● ASSIGNED TASK
Transcription, pictures excluded: write out the data below exactly.

*** Opening of INPUT MATERIAL ***

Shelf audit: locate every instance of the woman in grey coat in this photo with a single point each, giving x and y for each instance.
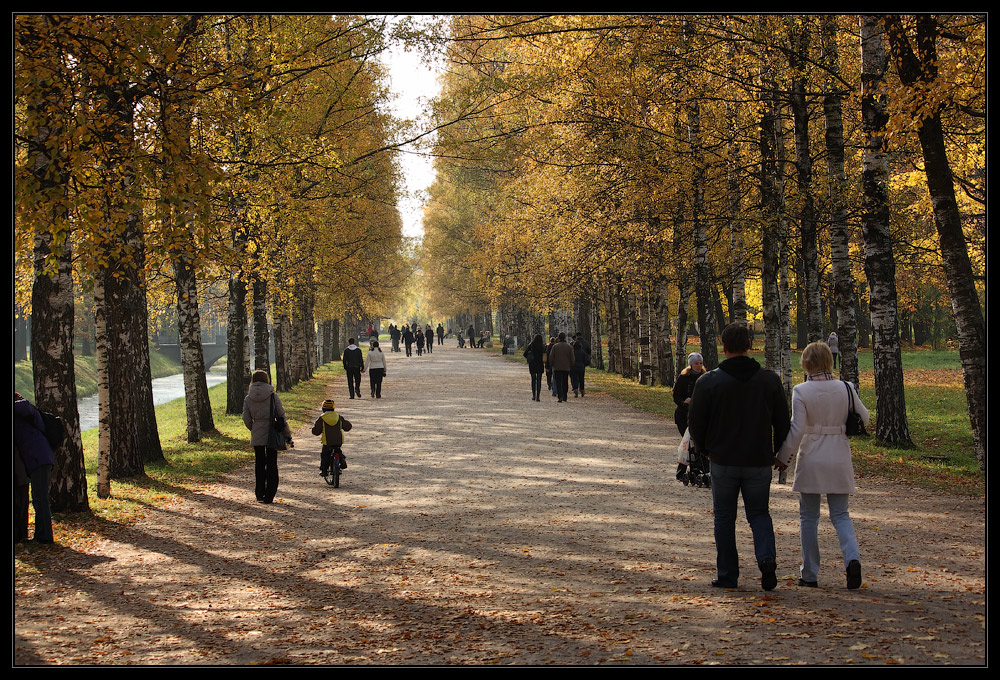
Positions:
(257, 416)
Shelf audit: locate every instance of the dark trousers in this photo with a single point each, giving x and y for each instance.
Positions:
(354, 381)
(729, 482)
(40, 501)
(561, 379)
(266, 471)
(375, 376)
(536, 385)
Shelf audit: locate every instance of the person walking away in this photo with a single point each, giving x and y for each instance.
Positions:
(683, 389)
(354, 364)
(375, 365)
(581, 359)
(833, 342)
(331, 427)
(548, 366)
(36, 457)
(534, 353)
(738, 416)
(561, 357)
(261, 408)
(819, 442)
(408, 340)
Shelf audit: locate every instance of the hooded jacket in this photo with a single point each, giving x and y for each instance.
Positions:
(257, 412)
(738, 414)
(331, 425)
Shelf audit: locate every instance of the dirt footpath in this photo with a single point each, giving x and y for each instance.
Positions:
(475, 526)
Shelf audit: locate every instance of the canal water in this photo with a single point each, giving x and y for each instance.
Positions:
(164, 390)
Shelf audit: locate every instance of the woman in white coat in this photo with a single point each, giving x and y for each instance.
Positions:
(819, 411)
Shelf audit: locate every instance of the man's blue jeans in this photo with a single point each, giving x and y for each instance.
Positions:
(728, 483)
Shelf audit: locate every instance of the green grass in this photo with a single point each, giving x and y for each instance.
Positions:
(86, 374)
(187, 467)
(937, 414)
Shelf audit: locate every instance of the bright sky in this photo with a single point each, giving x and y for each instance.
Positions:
(414, 83)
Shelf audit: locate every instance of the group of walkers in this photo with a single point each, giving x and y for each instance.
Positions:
(563, 363)
(409, 336)
(737, 417)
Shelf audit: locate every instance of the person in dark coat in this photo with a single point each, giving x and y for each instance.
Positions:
(260, 409)
(535, 354)
(581, 359)
(354, 364)
(561, 359)
(684, 388)
(739, 418)
(419, 337)
(408, 340)
(36, 455)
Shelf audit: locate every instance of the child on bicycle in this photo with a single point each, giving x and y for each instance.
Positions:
(331, 426)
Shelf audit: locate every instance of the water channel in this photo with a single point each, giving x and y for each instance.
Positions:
(164, 390)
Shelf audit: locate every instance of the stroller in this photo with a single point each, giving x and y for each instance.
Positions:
(699, 468)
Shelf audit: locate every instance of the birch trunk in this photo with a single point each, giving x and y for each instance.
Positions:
(800, 39)
(52, 318)
(880, 267)
(845, 297)
(703, 286)
(969, 318)
(237, 336)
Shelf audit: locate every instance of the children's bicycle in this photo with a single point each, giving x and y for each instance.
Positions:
(333, 477)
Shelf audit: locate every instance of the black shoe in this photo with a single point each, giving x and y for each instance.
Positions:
(768, 580)
(853, 575)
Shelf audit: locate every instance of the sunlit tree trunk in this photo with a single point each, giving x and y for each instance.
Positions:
(52, 319)
(843, 279)
(913, 71)
(880, 266)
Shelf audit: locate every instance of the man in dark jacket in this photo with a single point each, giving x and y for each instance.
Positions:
(354, 364)
(739, 416)
(35, 453)
(561, 359)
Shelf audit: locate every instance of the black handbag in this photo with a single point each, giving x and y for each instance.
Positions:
(276, 434)
(853, 427)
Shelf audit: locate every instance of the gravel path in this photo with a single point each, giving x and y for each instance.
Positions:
(475, 526)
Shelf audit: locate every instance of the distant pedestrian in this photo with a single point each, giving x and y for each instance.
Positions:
(375, 365)
(330, 426)
(535, 355)
(581, 359)
(561, 358)
(354, 365)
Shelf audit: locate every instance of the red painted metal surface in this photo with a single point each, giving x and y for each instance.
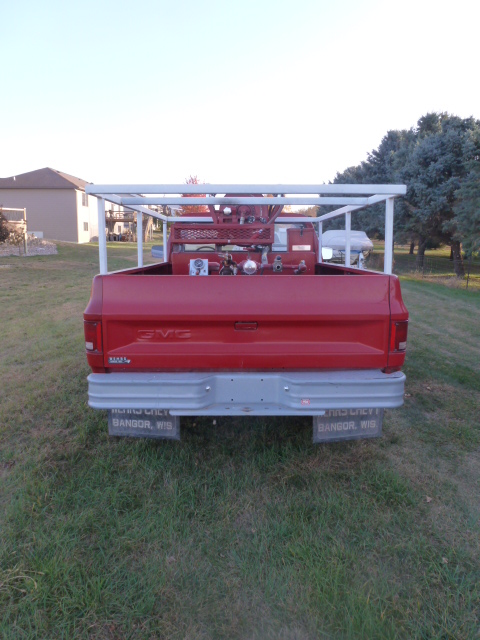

*** Close of INPUT MATERIAL ***

● SOLUTION
Shelf audit: locate every instance of the woman in grey coat in this photo with a single point each, giving x and y for each instance.
Positions:
(257, 416)
Shelf audit: locate every instance of the dark trousers in this photo with a single point each, giving x and y for each instance.
Positions:
(354, 381)
(729, 482)
(40, 501)
(561, 379)
(266, 471)
(375, 376)
(536, 385)
Shelf audit: locate every instance of the person walking away in this photo with a single point each, giving x and y for each instance.
Positions:
(683, 389)
(354, 364)
(375, 365)
(581, 359)
(833, 342)
(331, 427)
(548, 366)
(36, 457)
(534, 353)
(738, 416)
(561, 357)
(261, 408)
(819, 442)
(408, 340)
Shelf audit: locate every instance of the hooded jacket in this photo with a single point each, giving x and y for each instance.
Positions:
(257, 412)
(738, 414)
(331, 425)
Shelf audit: locate every instance of the dirt footpath in this photo with a single point each, giving x and y for each instance.
Positions:
(475, 526)
Shelf audit: locate every instance of the canal water in this photo with a single point each, giving x and y for each instance.
Positions:
(164, 390)
Shelf audit: locate every instance of the woman in white coat in this photo with a single point each, giving x and y for each instance.
Positions:
(819, 411)
Shelf audit: locate every instance of the man's blue jeans in this photo with a single point each, giving x and y for each instance.
Positions:
(728, 483)
Shelf audit: locate every instance of the green grass in this photo with a single point each, giving x and y for each instance.
Positions:
(86, 374)
(187, 467)
(937, 414)
Shelf audit: locate every instance of the bright sky in this photo with a single point each, giving x and y for each instance.
Positions:
(414, 83)
Shelf audit: locate every instance of the group of walkers in this photo with a single point each, giving x and y for each instance.
Positions:
(563, 363)
(409, 336)
(737, 417)
Shelf audit: locate every instance of the person in dark coat in this photo with a single point each, giving x and y for each instance.
Positions:
(260, 409)
(535, 354)
(581, 359)
(354, 364)
(561, 359)
(684, 388)
(739, 418)
(419, 337)
(408, 340)
(36, 455)
Shelf audit: locate every instance of the child on bicycle in this photo with a single point each, giving x and y for each instance.
Positions:
(331, 426)
Shelf audit: locate every instance of the water channel in this photo with a single point each, giving x and y for each instance.
Positions:
(164, 390)
Shelf audit: locate every instance of the stroller in this photo with a single point each, giving x and y for each instance.
Positions:
(699, 468)
Shelf audit: locate every instance of the birch trunk in this photo with a single point each, giving x and y for each instance.
Positions:
(800, 39)
(52, 318)
(880, 267)
(845, 297)
(703, 286)
(969, 318)
(237, 336)
Shelf audit: locate every instance of the children's bicycle in this photo with a single point each, giving x and y for each instance.
Positions:
(333, 477)
Shelf audit: locate every instance of the black shoe in this photo with a single point each, giving x and y for each instance.
Positions:
(768, 580)
(853, 575)
Shelf audit: locate every instance of the sunlit tree trunk in this photo with a single point each, giving x and y for each instance.
Positions:
(52, 319)
(843, 279)
(913, 71)
(880, 266)
Shelf audit: locate every instance of the man in dark jacket in this photo with a single point each, giving x and y for each instance.
Positions:
(354, 364)
(739, 416)
(35, 453)
(561, 359)
Shelf audit: locate every instance of the black handbag in this photo with a single point each, giving x and y for each instance.
Positions:
(276, 434)
(853, 427)
Shelf audit: locate every instance of the gravel path in this photo with a single point each, giving x and y for each instance.
Positions:
(475, 526)
Shelf audit: locate every instance of the distant pedestrian in this photo with a single point each, giving x and y for each instance.
Positions:
(375, 365)
(330, 426)
(535, 355)
(581, 359)
(561, 358)
(354, 365)
Shelf audit: locate every instance of the red painted metal surface in this photo with a single point each, giving x and y for each instance.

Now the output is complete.